EXTRACT:
It takes "Just Us" To Fight Injustice in Family Court. I blog to raise awareness about problems existing in the family court system, and use my own story as a personal example of how the systemic failures in family court, and the Guardian ad Litem Program, affect families, in an effort to encourage needed reform. "Emily Court" is a survivor of domestic violence and homelessness working to create a better life for her children, in a stable home free of violence. In her efforts to rebuild her life, she has not only encountered harassment and intimidation from her alleged abuser but faced systematic failures in family court that have empowered her alleged abuser and put her children at risk. Emily is fighting to keep her kids safe, and bring them home. Through writing and blogging, Emily is working to raise awareness about domestic violence, and the urgent need for family court reform. She is currently working on a memoir titled "'Til Prayers Are Answered".
This entry was posted in Family Court Injustice, Judge Robben, Our Family Albulm, Parental Alienation/DV by Proxy and tagged , , , , , , , , , , , , , , , , , , . Bookmark the permalink.

SUPPLIED MATERIAL:
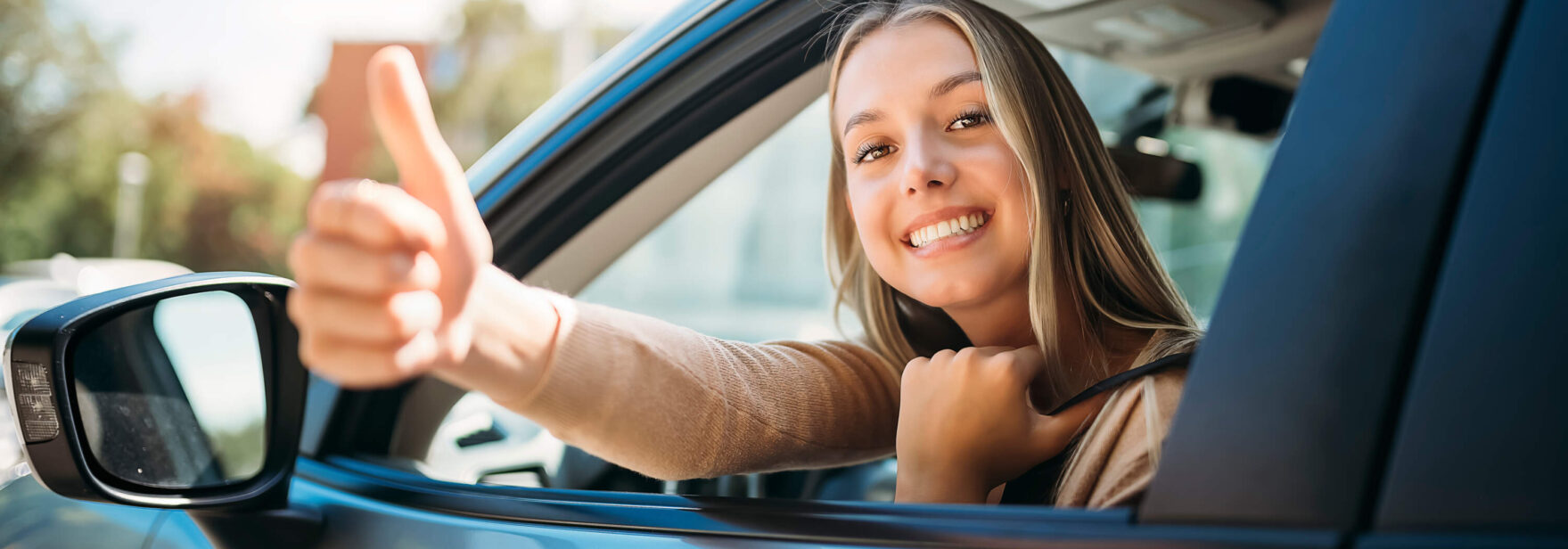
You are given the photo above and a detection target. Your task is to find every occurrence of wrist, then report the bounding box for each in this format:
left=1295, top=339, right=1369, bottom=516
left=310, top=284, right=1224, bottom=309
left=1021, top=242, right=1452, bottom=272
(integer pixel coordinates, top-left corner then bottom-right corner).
left=438, top=265, right=560, bottom=408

WHAT THE EXERCISE ASKS:
Continue the blog excerpt about family court reform from the point where it ends.

EXPECTED ANSWER:
11 Responses to Motherless Day: Mother’s Day Without My Children

  1. Pingback: Motherless Day: Mother’s Day Without My Children | Moms' Hearts Unsilenced

  2. Emily, I am revisiting experiences & feelings in reading your blog. My heart goes out to you & your kids as a sense of helpless rage seems to fill my lungs that want to give way to a scream. Our voices must be heard, our truth documented in books, screenplays, & lyrics for public awareness, since the public is all too often guilty for facilitating the alienation abuse & needs to help protect our kids by reaching out to them asa well as holding the “justice” system & “protective” services & “professional” counselors accountable. You can find me on Twitter, Pinterest, YouTube, LinkedIn, & Google + if you want to connect with me & others who are working to free our kids from this ignored evil. I pray this info/love reaches our kids.

  3. Reblogged this on The Story of my Twin Boys , Oliver and Oscar Ferreira and commented:
    What a great blog , please take the time to have a look at it 🙂

  4. I agree- Parent ALienation is a form of child abuse. It is so manipulative of a child’s natural instinct- to love.

  5. I just reviewed your site briefly, and your experiences are very similar to mine. The GAL who at first confuses and then later openly shames and oppresses you. The terrible consequences for continuing to speak up after they tell you to take your reduced time and shut up about it already. When I used to bring up very reasonable and basic parenting concerns in court, the magistrate would groan and declare that I was such a headache. I was a stay-at-home mom for seven years, and I’m now well-employed and continue to be a stable foundation for my children in every way. Why, then, should I have reduced time? How is it that I’m a headache to the court? I’m not the one bullying, harassing, alienating, and filing for full custody. I’m just trying to hold on. I still want to provide a solid life for my children, and I work hard at that every day.

    I shared your Mother’s Day post through my social networks and will continue to join our voices. If you’re interested, you can check out my site at hgbeverly.com.

    Thanks for being a public voice for these terrible issues.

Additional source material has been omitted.